*** Opening DATASET RECORDS ***

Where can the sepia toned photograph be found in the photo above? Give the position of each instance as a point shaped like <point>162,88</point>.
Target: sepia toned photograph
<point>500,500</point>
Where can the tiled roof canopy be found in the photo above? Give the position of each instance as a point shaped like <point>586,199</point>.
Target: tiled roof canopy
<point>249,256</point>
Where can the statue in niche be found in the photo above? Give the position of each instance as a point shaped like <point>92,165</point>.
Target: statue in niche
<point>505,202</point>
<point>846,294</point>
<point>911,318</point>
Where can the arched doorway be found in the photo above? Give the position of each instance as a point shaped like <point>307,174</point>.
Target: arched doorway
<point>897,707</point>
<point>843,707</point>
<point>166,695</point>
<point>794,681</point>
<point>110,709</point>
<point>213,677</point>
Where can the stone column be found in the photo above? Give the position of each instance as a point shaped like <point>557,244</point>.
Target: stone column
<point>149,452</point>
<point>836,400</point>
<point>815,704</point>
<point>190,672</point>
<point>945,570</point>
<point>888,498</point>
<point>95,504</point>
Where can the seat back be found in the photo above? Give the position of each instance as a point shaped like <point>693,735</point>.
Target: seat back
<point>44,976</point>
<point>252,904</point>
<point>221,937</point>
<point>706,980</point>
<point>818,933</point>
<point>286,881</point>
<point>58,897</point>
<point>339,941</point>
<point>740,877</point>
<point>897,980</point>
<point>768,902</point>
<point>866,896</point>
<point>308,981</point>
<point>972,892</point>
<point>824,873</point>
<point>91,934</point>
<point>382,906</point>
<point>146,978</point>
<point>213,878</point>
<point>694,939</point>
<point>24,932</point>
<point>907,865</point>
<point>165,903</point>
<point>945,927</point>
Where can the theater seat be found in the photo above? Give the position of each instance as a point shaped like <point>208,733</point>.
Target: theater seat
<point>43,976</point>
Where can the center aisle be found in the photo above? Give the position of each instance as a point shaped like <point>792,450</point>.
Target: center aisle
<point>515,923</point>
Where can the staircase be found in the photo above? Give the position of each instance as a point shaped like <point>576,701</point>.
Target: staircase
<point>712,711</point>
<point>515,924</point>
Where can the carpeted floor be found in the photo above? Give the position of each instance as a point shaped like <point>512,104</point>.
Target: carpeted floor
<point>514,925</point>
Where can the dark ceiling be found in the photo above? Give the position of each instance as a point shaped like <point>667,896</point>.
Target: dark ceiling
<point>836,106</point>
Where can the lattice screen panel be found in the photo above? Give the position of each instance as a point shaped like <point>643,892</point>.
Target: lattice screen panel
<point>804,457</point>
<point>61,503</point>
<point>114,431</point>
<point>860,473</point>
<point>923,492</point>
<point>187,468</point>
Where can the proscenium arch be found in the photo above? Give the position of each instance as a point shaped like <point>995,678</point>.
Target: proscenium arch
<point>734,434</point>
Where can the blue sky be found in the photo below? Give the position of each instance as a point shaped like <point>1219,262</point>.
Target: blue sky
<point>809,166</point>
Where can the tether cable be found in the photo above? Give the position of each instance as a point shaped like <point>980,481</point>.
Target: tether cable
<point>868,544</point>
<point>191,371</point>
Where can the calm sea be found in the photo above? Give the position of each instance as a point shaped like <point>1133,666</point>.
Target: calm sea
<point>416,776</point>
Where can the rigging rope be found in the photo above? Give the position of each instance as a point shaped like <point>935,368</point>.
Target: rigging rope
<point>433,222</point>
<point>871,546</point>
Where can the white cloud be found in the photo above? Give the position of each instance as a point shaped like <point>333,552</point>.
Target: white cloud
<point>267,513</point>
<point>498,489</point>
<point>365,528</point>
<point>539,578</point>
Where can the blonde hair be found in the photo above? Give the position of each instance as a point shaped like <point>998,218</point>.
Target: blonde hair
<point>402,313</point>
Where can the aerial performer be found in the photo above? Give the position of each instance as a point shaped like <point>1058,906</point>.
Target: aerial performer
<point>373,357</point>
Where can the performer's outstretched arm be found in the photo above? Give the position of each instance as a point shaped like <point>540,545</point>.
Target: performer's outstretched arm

*** Closing DATASET RECORDS ***

Return, exactly as written, only those lines that run from the one with "Target: tether cable" to the last line of the data, both of those lines included.

Target: tether cable
<point>868,544</point>
<point>191,371</point>
Where can the calm sea be found in the photo above? Give the position of each instance as a point shaped like <point>1133,666</point>.
Target: calm sea
<point>416,776</point>
Where can the rigging rope be found in the photo above? Give the position of each instance as a point shaped like <point>935,368</point>.
Target: rigging rope
<point>433,222</point>
<point>871,546</point>
Where can the white cloud be found in the photo above? Give the position of each instance as a point shaped like <point>333,552</point>.
Target: white cloud
<point>267,513</point>
<point>498,489</point>
<point>365,528</point>
<point>539,578</point>
Where can the blonde hair be found in the photo above? Give the position of each instance as a point shaped like <point>998,218</point>.
Target: blonde hair
<point>402,313</point>
Where can the aerial performer be found in the photo above? Give the position of each instance as a point shaped like <point>1058,906</point>.
Target: aerial performer
<point>373,357</point>
Where can the performer's outstretched arm be found in the photo above? Give the position of each instance as a point shaped like <point>540,545</point>.
Target: performer's outstretched arm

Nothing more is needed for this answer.